» AIM OF THE EXERCISE:
Only the lines from the one containing "Question. The photo above holds the black smartphone." through the final line of the entries below are wanted, each copied exactly.

» PROVIDED DATA:
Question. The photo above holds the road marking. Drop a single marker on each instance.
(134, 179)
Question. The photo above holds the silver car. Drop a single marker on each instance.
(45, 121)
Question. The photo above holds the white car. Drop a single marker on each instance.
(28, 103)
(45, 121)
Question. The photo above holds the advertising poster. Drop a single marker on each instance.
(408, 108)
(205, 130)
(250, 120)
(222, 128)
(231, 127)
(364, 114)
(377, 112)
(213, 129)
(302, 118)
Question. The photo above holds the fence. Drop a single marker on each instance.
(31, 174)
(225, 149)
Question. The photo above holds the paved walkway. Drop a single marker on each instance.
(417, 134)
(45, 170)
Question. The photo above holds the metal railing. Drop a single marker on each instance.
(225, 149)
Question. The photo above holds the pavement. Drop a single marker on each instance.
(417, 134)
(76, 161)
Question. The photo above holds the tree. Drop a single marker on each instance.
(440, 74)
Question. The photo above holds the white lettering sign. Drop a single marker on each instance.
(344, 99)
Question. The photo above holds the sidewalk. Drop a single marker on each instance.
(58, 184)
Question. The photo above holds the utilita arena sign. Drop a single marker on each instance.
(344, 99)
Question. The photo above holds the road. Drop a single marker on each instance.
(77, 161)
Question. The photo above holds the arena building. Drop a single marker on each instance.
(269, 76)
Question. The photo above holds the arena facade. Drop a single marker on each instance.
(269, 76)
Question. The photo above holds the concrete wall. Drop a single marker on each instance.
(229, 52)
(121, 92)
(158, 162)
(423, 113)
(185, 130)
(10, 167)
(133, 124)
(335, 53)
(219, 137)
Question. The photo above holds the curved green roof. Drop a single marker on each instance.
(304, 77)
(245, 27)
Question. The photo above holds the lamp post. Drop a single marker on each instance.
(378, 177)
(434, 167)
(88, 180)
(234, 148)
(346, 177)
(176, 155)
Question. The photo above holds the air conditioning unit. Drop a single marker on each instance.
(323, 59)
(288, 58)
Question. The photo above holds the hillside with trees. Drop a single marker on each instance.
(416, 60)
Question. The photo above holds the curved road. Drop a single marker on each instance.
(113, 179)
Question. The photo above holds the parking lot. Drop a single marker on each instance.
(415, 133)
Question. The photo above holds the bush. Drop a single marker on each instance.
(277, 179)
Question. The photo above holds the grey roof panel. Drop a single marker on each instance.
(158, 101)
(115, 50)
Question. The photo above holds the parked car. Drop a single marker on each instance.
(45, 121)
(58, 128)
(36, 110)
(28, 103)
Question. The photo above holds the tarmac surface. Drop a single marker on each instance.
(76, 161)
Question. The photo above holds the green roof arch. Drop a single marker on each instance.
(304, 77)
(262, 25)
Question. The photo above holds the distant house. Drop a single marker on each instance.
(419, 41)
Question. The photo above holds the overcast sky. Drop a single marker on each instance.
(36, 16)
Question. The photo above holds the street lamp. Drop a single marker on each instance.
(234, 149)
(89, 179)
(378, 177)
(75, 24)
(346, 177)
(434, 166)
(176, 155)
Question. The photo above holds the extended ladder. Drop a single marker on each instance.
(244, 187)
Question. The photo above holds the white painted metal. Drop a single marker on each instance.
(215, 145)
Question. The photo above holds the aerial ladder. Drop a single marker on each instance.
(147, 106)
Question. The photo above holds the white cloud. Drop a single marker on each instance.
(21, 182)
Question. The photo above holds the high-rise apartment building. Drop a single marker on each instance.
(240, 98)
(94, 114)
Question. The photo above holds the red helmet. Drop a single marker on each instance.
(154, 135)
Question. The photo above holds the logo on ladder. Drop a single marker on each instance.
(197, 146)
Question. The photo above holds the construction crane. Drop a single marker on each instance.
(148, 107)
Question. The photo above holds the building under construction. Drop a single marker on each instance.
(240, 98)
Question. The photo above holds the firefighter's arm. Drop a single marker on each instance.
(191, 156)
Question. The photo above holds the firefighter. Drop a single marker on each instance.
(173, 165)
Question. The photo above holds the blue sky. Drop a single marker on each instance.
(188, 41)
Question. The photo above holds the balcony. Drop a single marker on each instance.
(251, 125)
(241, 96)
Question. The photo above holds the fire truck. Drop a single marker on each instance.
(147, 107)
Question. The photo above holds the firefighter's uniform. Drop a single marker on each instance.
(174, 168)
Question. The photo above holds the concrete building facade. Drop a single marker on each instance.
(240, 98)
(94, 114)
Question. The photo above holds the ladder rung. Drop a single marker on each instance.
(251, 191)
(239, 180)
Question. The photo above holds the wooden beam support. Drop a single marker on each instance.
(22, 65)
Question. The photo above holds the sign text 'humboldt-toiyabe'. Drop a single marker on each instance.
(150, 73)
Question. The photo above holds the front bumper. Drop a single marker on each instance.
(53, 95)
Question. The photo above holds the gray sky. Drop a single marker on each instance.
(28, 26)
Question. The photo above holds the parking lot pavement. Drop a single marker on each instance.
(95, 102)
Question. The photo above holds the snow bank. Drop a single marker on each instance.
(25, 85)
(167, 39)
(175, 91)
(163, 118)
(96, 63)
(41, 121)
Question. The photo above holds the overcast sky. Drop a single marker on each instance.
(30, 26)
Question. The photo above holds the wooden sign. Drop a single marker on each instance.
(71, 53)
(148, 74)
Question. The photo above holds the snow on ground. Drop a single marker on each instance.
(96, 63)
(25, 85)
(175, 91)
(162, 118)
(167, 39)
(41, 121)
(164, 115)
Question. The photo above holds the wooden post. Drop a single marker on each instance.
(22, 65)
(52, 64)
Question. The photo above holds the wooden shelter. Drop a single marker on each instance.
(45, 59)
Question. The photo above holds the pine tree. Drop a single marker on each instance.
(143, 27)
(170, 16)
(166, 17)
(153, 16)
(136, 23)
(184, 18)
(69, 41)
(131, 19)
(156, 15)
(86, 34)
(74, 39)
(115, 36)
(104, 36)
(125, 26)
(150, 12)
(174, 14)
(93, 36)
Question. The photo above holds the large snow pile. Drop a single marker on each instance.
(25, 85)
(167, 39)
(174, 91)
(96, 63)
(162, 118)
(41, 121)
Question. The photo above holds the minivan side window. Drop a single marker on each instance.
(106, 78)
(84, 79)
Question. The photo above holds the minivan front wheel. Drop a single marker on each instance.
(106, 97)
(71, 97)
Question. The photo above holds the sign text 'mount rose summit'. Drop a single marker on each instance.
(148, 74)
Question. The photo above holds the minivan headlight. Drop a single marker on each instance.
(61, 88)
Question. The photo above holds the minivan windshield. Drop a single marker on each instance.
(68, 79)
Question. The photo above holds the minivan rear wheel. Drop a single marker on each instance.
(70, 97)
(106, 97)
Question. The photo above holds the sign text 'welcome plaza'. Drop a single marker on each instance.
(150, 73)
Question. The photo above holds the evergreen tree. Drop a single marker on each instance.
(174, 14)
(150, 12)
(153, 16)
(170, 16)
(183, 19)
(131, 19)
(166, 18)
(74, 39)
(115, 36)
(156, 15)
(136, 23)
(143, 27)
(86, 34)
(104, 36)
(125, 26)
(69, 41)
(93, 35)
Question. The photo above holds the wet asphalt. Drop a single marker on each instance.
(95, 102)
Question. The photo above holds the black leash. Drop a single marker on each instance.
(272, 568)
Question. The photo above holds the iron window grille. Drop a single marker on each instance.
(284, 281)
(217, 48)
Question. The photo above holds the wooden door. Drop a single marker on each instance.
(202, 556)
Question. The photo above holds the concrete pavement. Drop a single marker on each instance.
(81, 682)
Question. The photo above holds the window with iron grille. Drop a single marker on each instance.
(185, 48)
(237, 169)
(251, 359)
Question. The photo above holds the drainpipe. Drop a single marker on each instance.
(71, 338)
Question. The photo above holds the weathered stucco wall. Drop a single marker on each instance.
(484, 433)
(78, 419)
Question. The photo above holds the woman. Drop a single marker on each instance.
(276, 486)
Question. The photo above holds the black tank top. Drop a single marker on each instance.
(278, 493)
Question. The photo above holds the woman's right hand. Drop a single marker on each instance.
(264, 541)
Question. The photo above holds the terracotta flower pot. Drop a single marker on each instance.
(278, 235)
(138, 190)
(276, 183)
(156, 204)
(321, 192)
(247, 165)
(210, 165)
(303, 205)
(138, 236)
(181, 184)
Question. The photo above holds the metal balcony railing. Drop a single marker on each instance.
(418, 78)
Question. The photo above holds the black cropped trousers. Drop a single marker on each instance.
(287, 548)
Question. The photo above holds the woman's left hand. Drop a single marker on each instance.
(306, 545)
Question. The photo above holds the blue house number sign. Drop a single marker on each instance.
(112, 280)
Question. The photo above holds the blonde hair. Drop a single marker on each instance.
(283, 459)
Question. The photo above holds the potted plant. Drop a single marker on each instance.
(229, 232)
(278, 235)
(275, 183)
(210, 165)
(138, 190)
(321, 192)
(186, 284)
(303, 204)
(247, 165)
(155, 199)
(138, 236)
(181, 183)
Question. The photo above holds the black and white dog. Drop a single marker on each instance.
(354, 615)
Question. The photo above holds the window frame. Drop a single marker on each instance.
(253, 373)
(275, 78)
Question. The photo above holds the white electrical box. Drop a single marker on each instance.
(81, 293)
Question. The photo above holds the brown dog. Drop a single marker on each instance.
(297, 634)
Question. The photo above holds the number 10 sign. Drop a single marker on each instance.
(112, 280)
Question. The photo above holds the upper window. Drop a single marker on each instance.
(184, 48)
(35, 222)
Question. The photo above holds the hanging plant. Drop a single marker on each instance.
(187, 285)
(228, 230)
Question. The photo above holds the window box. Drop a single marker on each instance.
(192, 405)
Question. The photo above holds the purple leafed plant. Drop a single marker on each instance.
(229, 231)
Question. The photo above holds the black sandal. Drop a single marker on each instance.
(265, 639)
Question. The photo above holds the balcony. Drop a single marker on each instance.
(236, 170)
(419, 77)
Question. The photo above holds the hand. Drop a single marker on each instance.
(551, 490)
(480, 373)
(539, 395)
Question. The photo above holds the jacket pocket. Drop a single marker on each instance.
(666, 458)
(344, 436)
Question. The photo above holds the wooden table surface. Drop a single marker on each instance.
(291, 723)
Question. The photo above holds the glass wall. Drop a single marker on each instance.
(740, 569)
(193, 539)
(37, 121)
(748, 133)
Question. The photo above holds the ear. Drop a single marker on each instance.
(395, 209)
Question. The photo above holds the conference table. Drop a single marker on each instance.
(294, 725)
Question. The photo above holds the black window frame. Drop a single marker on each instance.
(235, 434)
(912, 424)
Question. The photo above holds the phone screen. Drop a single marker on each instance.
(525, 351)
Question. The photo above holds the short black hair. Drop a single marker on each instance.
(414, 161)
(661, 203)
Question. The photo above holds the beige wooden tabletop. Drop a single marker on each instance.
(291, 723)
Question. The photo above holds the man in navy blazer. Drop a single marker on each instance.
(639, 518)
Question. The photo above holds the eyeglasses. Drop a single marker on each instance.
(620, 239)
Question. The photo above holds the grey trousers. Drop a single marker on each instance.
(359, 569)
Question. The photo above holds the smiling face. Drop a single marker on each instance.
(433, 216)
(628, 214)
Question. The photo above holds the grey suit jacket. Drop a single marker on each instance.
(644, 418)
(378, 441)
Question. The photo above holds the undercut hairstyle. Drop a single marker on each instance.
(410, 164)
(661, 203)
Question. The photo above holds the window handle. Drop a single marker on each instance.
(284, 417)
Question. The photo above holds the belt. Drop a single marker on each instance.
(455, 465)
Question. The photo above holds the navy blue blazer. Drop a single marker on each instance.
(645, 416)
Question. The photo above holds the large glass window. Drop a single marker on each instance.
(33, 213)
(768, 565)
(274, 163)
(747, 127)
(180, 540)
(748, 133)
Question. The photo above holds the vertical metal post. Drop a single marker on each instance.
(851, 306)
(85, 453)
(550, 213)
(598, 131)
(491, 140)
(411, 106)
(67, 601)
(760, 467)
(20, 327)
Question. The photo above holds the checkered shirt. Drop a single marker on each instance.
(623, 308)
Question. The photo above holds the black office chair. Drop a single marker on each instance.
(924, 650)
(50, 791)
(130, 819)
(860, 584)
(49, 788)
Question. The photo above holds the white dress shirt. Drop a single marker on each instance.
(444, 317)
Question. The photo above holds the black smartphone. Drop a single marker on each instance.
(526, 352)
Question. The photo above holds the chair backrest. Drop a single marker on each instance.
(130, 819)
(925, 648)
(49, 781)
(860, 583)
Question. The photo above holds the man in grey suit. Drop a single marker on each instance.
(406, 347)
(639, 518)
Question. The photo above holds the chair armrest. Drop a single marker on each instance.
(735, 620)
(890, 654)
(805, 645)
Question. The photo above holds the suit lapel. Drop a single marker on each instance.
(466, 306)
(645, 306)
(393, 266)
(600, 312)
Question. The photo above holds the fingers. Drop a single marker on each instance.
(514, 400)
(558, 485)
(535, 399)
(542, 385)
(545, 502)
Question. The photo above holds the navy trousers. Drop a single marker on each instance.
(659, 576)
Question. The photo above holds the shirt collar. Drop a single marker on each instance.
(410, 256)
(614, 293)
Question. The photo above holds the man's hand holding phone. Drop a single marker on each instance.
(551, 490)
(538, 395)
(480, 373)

» ANSWER SPACE:
Question. The photo above holds the black smartphone. Drop a single marker on each instance.
(526, 352)
Question. The photo above holds the chair backrest. Drop a single marker on each instance.
(130, 819)
(925, 648)
(49, 781)
(860, 583)
Question. The photo above holds the man in grey suit. Drop a single marker on each instance.
(406, 347)
(639, 518)
Question. The photo above holds the chair armrest. Drop a single marker on each instance.
(735, 620)
(890, 654)
(805, 645)
Question. The photo above holds the suit lapel. Drop a single marker on each instance.
(466, 306)
(645, 306)
(393, 266)
(600, 312)
Question. The photo above holds the fingers. Drop a single marker on each instance.
(514, 400)
(558, 485)
(535, 399)
(542, 385)
(545, 502)
Question. The photo above holds the navy trousers. Drop a single marker on each instance.
(659, 576)
Question. The photo above holds the shirt collar. Drop a single marker on each instance.
(410, 256)
(614, 293)
Question. The photo above holds the man's hand holding phone. Drop a single marker on each instance.
(551, 490)
(538, 395)
(480, 373)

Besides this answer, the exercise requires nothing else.